### ЗАДАНИЕ A
Когда, согласно выбранному отрывку, во лбу у человеческого зародыша появляется желтоватое пятно?

### ВЫБРАННЫЙ ОТРЫВОК
Меня кстати спрашивали, считаю ли я провалом его роман «Тавро Кассандры». Нет, не считаю, потому что для меня во многом уровень литературы определяется тем толчком, который она дает читателю, и той мыслью, которую она читателю внушает. «Тавро Кассандры» лично меня в хорошем смысле инициировало.
Я помню, мы летели с Айтматовым в самолете. Я уже был с ним знаком и встречался прилично, довольно много раз. И летели мы на какие-то дни русской культуры, кажется, в Баку. Я к нему подсел и говорю: «Чингиз Торекулович, мне кажется, что «Тавро Кассандры» не дописана. Там могло быть гораздо круче». Вот смотрите, в чем идея: вот этот космический монах Филофей (неважно, там с космическими монахами у него, и у Евтушенко возникали всегда такие переборы, и планета Лесная Грудь ему совершенно не удалась в «Полустанке»,— фантастику он писать не умел)… Он там придумал, что вот этот космонавт обнаружил такое удивительное свойство у человеческого зародыша: во лбу появляется к 5 месяцам желтоватое пятно. Оно потом исчезает. И вот это желтоватое пятно свидетельствует о появлении человека исключительного, который может быть либо исключительным злодеем, либо исключительным героем. И вот человечество оказывается не готово к этому знанию.

### ЗАДАНИЕ B
Замените «suit jacket» на «blazer» в записях, начиная с самого начала и заканчивая строкой с «251 140 L 256», и приведите эти строки заново без прочих изменений. Изображения в ответ не включайте.

### МАТЕРИАЛ ДЛЯ УПРАЖНЕНИЯ
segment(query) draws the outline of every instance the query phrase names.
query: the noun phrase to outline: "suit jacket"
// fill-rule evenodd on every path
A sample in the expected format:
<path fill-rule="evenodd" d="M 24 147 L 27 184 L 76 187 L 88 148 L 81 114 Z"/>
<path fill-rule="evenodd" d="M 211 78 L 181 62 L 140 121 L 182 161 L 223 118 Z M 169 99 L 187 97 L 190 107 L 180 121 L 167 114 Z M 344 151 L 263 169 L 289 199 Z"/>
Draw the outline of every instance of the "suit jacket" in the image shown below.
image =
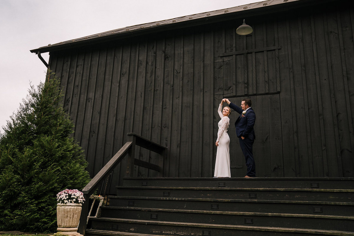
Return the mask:
<path fill-rule="evenodd" d="M 251 140 L 256 139 L 255 130 L 253 127 L 256 121 L 256 113 L 252 108 L 250 107 L 247 110 L 246 114 L 243 115 L 242 109 L 232 103 L 230 103 L 229 107 L 240 114 L 235 122 L 236 134 L 239 138 L 243 136 Z"/>

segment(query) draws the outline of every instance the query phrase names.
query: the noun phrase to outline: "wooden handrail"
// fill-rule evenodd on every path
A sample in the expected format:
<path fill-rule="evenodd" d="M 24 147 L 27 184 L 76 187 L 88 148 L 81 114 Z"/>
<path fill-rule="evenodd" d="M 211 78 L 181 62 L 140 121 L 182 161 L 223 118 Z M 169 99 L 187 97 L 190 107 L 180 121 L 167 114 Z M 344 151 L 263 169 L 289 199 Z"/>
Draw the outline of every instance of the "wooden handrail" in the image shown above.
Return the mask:
<path fill-rule="evenodd" d="M 115 155 L 107 163 L 103 168 L 97 173 L 88 184 L 82 189 L 84 198 L 86 200 L 82 204 L 80 215 L 80 221 L 78 231 L 81 234 L 85 234 L 86 230 L 86 220 L 88 212 L 88 198 L 96 190 L 97 184 L 105 177 L 119 162 L 121 161 L 132 146 L 132 142 L 127 142 Z"/>
<path fill-rule="evenodd" d="M 88 199 L 90 196 L 96 190 L 98 184 L 107 177 L 127 154 L 129 153 L 129 156 L 126 172 L 126 174 L 129 176 L 133 176 L 135 164 L 159 171 L 159 176 L 162 176 L 163 174 L 163 162 L 165 157 L 166 152 L 165 151 L 166 148 L 133 133 L 129 133 L 127 135 L 131 140 L 125 143 L 82 190 L 84 197 L 86 201 L 82 204 L 78 230 L 78 231 L 81 234 L 84 235 L 86 230 L 86 220 L 88 212 Z M 136 159 L 135 149 L 136 145 L 160 154 L 161 157 L 159 160 L 159 165 Z"/>

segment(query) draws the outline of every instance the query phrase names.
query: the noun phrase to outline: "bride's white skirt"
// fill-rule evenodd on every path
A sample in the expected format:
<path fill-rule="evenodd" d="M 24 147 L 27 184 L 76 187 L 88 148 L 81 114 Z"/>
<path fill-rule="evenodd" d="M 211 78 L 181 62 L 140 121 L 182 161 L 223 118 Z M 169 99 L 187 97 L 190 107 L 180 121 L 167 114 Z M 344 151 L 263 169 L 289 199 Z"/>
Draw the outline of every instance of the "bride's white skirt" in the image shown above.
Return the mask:
<path fill-rule="evenodd" d="M 230 170 L 230 137 L 226 132 L 224 132 L 219 140 L 214 176 L 231 177 Z"/>

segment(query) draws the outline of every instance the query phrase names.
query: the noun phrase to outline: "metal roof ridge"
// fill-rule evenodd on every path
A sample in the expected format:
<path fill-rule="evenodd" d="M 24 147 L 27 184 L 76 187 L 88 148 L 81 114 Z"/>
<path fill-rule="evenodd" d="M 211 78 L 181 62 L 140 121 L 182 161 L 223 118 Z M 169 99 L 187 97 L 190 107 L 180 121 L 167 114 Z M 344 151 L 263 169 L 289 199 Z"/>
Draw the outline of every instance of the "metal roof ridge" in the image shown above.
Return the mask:
<path fill-rule="evenodd" d="M 41 51 L 40 49 L 43 49 L 45 48 L 48 48 L 53 46 L 58 46 L 61 45 L 70 44 L 73 42 L 82 41 L 86 40 L 96 39 L 100 37 L 118 34 L 131 31 L 133 31 L 143 29 L 151 28 L 154 27 L 166 25 L 175 23 L 184 22 L 193 19 L 200 19 L 203 18 L 211 16 L 221 15 L 224 14 L 234 13 L 241 11 L 255 9 L 270 5 L 276 5 L 285 2 L 300 0 L 266 0 L 266 1 L 257 2 L 241 6 L 233 7 L 232 7 L 225 8 L 218 10 L 215 10 L 214 11 L 179 17 L 167 19 L 127 26 L 122 28 L 108 30 L 98 34 L 95 34 L 84 37 L 63 41 L 53 44 L 48 44 L 48 46 L 41 47 L 37 49 L 31 50 L 30 51 L 32 52 L 36 53 L 39 51 Z M 262 3 L 263 4 L 260 4 Z M 49 51 L 50 50 L 47 51 Z"/>

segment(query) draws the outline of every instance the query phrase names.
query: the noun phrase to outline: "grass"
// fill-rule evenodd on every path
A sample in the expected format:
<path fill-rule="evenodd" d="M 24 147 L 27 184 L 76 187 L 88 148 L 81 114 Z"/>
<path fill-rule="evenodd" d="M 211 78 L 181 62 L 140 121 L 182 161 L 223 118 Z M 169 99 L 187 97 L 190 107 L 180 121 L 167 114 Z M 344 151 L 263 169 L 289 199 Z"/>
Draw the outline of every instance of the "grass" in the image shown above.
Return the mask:
<path fill-rule="evenodd" d="M 18 231 L 0 232 L 0 236 L 48 236 L 53 234 L 42 234 L 40 233 L 24 233 Z"/>

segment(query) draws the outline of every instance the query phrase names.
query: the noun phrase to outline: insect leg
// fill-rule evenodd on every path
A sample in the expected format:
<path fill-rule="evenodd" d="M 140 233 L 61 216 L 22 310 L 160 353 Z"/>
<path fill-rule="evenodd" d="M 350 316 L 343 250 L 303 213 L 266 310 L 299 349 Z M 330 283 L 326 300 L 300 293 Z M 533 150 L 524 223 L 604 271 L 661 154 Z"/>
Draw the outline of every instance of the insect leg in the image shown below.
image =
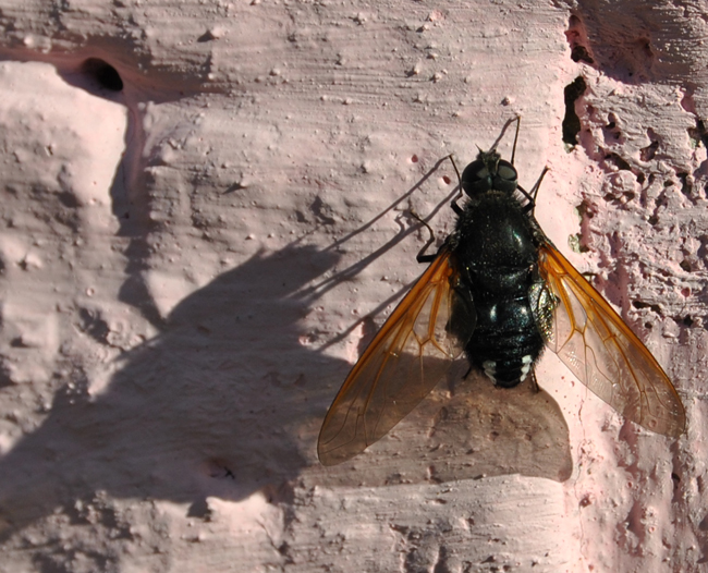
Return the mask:
<path fill-rule="evenodd" d="M 544 171 L 541 171 L 541 174 L 538 176 L 538 180 L 536 183 L 534 183 L 534 186 L 532 187 L 530 191 L 526 191 L 524 187 L 518 185 L 516 188 L 518 192 L 528 200 L 528 203 L 524 206 L 524 212 L 532 211 L 534 212 L 534 209 L 536 208 L 536 197 L 538 196 L 538 190 L 541 186 L 541 181 L 544 181 L 544 175 L 549 171 L 547 167 L 544 168 Z"/>
<path fill-rule="evenodd" d="M 435 243 L 435 233 L 432 232 L 432 228 L 417 212 L 415 212 L 413 209 L 411 209 L 410 212 L 411 212 L 411 216 L 414 219 L 417 219 L 418 222 L 425 224 L 426 228 L 428 229 L 428 232 L 430 233 L 430 239 L 428 239 L 426 241 L 425 245 L 423 245 L 423 248 L 420 248 L 420 251 L 418 251 L 418 254 L 416 255 L 415 259 L 418 263 L 432 263 L 435 260 L 437 254 L 436 255 L 426 255 L 425 254 L 425 252 L 428 249 L 428 247 L 432 243 Z"/>
<path fill-rule="evenodd" d="M 462 198 L 462 176 L 460 175 L 460 170 L 457 169 L 457 163 L 455 163 L 454 157 L 452 157 L 452 154 L 449 156 L 445 156 L 442 158 L 442 160 L 450 159 L 450 162 L 452 163 L 452 167 L 455 170 L 455 173 L 457 175 L 457 194 L 452 197 L 452 200 L 450 202 L 450 207 L 452 207 L 452 210 L 455 211 L 455 215 L 462 215 L 462 207 L 457 204 L 457 202 Z"/>
<path fill-rule="evenodd" d="M 534 392 L 540 392 L 540 388 L 538 388 L 538 380 L 536 379 L 536 370 L 533 367 L 532 367 L 530 375 L 532 375 L 532 380 L 530 380 L 532 389 L 534 390 Z"/>

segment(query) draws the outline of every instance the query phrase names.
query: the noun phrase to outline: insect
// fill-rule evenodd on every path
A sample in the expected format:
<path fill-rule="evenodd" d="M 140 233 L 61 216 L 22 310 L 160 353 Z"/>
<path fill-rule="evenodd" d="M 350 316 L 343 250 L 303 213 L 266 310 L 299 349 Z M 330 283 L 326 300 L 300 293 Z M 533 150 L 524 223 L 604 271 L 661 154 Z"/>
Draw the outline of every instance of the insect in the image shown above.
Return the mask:
<path fill-rule="evenodd" d="M 516 122 L 511 161 L 496 147 Z M 526 192 L 513 166 L 520 118 L 462 175 L 455 229 L 350 371 L 319 434 L 334 465 L 364 451 L 406 416 L 464 354 L 471 369 L 513 388 L 545 346 L 625 418 L 669 437 L 684 431 L 681 399 L 647 348 L 567 261 L 534 217 L 546 170 Z M 461 206 L 457 202 L 466 195 Z M 423 222 L 423 221 L 422 221 Z M 427 225 L 427 223 L 425 223 Z"/>

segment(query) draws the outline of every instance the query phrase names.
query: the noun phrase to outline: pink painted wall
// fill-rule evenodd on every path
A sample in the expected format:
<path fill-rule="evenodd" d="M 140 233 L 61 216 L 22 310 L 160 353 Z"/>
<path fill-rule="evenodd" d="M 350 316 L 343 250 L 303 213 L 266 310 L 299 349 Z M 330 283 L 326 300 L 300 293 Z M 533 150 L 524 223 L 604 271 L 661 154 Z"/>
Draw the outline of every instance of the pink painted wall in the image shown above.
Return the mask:
<path fill-rule="evenodd" d="M 0 569 L 701 571 L 707 8 L 1 1 Z M 516 113 L 522 184 L 551 168 L 537 218 L 686 435 L 547 355 L 541 393 L 442 385 L 321 467 L 329 403 L 422 272 L 407 210 L 444 236 L 454 174 L 430 170 Z"/>

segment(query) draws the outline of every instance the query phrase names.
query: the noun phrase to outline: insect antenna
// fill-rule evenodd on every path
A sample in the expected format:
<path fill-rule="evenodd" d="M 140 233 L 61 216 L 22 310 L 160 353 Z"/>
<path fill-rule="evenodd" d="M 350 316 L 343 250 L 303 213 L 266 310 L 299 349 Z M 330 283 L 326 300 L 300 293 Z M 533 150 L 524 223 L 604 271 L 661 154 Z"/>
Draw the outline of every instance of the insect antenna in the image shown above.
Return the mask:
<path fill-rule="evenodd" d="M 511 150 L 511 161 L 510 163 L 513 166 L 514 164 L 514 157 L 516 156 L 516 142 L 518 142 L 518 129 L 521 127 L 521 115 L 516 115 L 515 118 L 508 120 L 506 123 L 504 123 L 504 126 L 501 129 L 501 133 L 499 134 L 499 137 L 497 137 L 497 141 L 492 144 L 492 146 L 489 148 L 487 151 L 488 154 L 491 154 L 492 151 L 497 150 L 497 146 L 501 142 L 502 137 L 506 133 L 506 130 L 509 126 L 516 122 L 516 134 L 514 135 L 514 146 L 512 147 Z M 479 149 L 479 147 L 477 147 Z M 479 149 L 481 151 L 481 149 Z"/>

### ОТВЕТ A
К 5 месяцам.

### ОТВЕТ B
segment(query) draws the outline of every instance the query phrase names.
query: the noun phrase to outline: "blazer"
// fill-rule evenodd on every path
A sample in the expected format:
<path fill-rule="evenodd" d="M 24 147 L 27 184 L 76 187 L 88 148 L 81 114 Z"/>
<path fill-rule="evenodd" d="M 211 78 L 181 62 L 140 121 L 182 161 L 223 118 Z M 169 99 L 187 97 L 190 107 L 180 121 L 167 114 Z M 344 151 L 263 169 L 289 199 Z"/>
Draw the outline of every instance of the "blazer" in the image shown below.
image =
Return the mask:
<path fill-rule="evenodd" d="M 251 140 L 256 139 L 255 130 L 253 127 L 256 121 L 256 113 L 252 108 L 250 107 L 247 110 L 246 114 L 243 115 L 242 109 L 232 103 L 230 103 L 229 107 L 240 114 L 235 122 L 236 134 L 239 138 L 243 136 Z"/>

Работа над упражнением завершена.